Repeat the entire listing exactly.

###

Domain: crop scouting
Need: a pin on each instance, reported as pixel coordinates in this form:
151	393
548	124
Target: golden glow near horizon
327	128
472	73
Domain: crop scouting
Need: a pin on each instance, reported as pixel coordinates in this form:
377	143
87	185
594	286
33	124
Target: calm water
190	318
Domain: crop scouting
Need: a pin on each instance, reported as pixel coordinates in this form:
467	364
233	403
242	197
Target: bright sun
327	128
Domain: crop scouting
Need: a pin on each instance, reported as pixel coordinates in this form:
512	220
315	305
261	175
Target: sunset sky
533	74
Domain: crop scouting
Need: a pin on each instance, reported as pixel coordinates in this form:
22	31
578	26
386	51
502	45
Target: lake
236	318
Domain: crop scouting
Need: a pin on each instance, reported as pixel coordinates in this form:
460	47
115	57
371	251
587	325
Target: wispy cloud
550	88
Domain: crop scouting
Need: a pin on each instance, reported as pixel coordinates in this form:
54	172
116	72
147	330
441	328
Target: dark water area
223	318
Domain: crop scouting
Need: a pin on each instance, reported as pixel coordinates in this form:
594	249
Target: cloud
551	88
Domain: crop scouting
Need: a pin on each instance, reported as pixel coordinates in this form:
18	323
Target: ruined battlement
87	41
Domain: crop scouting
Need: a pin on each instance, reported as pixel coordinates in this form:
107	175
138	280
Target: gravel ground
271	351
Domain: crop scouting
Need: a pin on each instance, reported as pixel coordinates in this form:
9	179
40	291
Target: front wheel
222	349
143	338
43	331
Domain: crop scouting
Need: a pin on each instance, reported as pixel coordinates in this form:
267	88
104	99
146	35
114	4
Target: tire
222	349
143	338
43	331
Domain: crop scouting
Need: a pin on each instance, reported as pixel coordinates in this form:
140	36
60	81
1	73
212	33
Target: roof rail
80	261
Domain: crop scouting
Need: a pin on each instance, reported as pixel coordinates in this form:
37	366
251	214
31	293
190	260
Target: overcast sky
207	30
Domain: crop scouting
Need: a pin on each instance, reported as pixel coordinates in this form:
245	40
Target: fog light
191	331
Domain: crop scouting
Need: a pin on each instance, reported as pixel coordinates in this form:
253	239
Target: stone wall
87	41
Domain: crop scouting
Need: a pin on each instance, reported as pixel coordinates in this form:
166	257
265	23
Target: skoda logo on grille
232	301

###

In response -
Domain: crop scouting
Need: a pin on each instance, reported as pixel coordinates in this form:
151	393
548	124
Target: golden glow near horizon
327	128
472	73
Domain: crop scouting
Need: a pin on each instance, reported as pixel coordinates in this form:
377	143
87	185
594	286
33	124
Target: calm water
190	318
Domain: crop scouting
Need: a pin on each instance, reported as pixel coordinates in this form:
467	364
233	403
242	197
Target: bright sun
327	128
Domain: crop scouting
Need: a pin on each instance, reported as pixel coordinates in this form:
512	220
315	305
261	175
Target: sunset sky
533	74
Domain: crop scouting
Need: a pin on each instance, reported as pixel coordinates in this form:
22	31
578	26
386	51
502	45
Target: lake
236	318
Domain: crop scouting
Need: a pin on each instance, reported as pixel coordinates in this form:
460	47
115	57
371	251
587	325
Target: wispy cloud
550	88
Domain: crop scouting
Need: a pin on each instance, reported as pixel coordinates in this form:
54	172
116	72
147	330
441	328
Target: dark water area
223	318
Domain: crop scouting
Need: a pin on each instance, reported as pixel coordinates in this form:
594	249
Target: cloud
551	88
Domain: crop scouting
Need: a pin on each instance, reported as pixel coordinates in this form:
18	323
Target: ruined battlement
87	41
Domain: crop scouting
Need: a pin on each instance, reported as pixel coordinates in this form:
107	175
138	280
Target: gravel ground
271	351
Domain: crop scouting
Need: a pin on each instance, reported as pixel coordinates in this form:
9	179
40	291
Target: front wheel
222	349
143	338
43	331
Domain: crop scouting
Need: a pin on each instance, reported as pixel coordinates in this form:
267	88
104	99
146	35
114	4
Target: tire
222	349
143	338
43	331
Domain: crop scouting
Need: a pin on each instance, reported as pixel coordinates in this form:
140	36
60	81
1	73
212	33
Target: roof rail
80	261
Domain: crop scouting
Need: a pin on each instance, reported as pixel coordinates in this form:
37	366
251	214
31	293
190	260
Target: overcast sky
207	30
Domain: crop scouting
Need: a pin on each instance, reported as pixel coordinates in this form:
245	40
Target: fog light
191	331
Domain: crop scouting
Need: a pin on each instance, reported as pixel coordinates in this form:
253	239
Target: stone wall
87	41
Domain: crop scouting
Need: a pin on each instance, reported as pixel coordinates in this form:
166	257
265	23
Target: skoda logo on grille
232	301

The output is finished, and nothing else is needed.